→ PROMPT
Find the line containing "of the utility" in the data below and repeat it, along with all later lines, exactly through the last one.

[Records from a data collection]
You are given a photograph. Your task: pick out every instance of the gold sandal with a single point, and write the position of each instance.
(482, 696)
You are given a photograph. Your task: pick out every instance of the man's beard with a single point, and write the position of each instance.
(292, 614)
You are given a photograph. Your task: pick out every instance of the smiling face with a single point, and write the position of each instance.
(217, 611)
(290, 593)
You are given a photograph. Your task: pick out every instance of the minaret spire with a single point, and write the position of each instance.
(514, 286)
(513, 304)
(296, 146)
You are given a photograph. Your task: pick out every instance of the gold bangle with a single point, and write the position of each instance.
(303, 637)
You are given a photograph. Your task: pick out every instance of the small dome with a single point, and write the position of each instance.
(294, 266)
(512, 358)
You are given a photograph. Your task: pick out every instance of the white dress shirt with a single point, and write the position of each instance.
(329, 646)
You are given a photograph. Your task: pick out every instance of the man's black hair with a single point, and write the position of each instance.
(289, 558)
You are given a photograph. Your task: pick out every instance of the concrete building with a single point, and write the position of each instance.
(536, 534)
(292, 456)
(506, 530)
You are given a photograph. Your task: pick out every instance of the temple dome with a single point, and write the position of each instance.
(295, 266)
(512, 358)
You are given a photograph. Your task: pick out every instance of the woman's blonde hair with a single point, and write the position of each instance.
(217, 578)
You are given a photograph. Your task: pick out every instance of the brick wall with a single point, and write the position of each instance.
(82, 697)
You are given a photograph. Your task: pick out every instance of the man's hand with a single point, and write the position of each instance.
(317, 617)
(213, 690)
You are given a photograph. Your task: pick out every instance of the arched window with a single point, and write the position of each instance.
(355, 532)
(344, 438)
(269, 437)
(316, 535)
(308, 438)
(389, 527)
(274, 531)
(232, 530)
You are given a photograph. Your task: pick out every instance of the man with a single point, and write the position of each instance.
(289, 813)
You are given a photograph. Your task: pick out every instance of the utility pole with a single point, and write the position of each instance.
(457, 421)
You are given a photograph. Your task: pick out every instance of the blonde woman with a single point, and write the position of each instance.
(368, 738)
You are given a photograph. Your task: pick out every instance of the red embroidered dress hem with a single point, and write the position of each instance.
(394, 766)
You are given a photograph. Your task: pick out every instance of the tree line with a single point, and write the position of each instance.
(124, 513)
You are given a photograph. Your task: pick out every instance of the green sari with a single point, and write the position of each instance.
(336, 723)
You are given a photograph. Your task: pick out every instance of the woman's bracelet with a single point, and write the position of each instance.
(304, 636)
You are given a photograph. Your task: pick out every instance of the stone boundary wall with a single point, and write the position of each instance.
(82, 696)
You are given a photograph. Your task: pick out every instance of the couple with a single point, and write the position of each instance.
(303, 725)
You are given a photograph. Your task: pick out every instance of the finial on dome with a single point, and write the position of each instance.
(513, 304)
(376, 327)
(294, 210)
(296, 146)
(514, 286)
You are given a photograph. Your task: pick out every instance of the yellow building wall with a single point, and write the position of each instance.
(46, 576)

→ ANSWER TO THIS TASK
You are given a photograph. Your task: pick out every instance of the utility pole with a single point, and write the position of each instance.
(457, 421)
You are given a photograph. Your task: pick out every instance of the blonde woman with a single point, and write the position of each instance.
(368, 738)
You are given a photograph. Your task: pick out every instance of the red embroidered dress hem with a single point, and write the position of each instance.
(394, 766)
You are given a photograph. Your task: pick out every instance of the tree line with a single point, and write the position of each instance.
(124, 513)
You are given a photograph. Your task: pick out every instance of the green sari with a single point, and write the position of each instance.
(336, 723)
You are given a photograph. Your task: pick out every instance of the woman's bracelet with a single point, and write the position of each instance.
(304, 636)
You are given a photograph. Your task: pick out every instance of the stone boundary wall with a single point, and write the position of each instance.
(82, 696)
You are given a photograph. Your task: pick out every instance of the couple with a single point, and write the position of each instance.
(303, 725)
You are given a photograph. Your task: pick out every instance of the finial on dome with a single point, and write the position of each instance.
(513, 304)
(376, 327)
(294, 210)
(296, 146)
(514, 286)
You are given a photograph. Your task: pick out every instance of the yellow building wall with a single point, and write the position of each instance.
(46, 576)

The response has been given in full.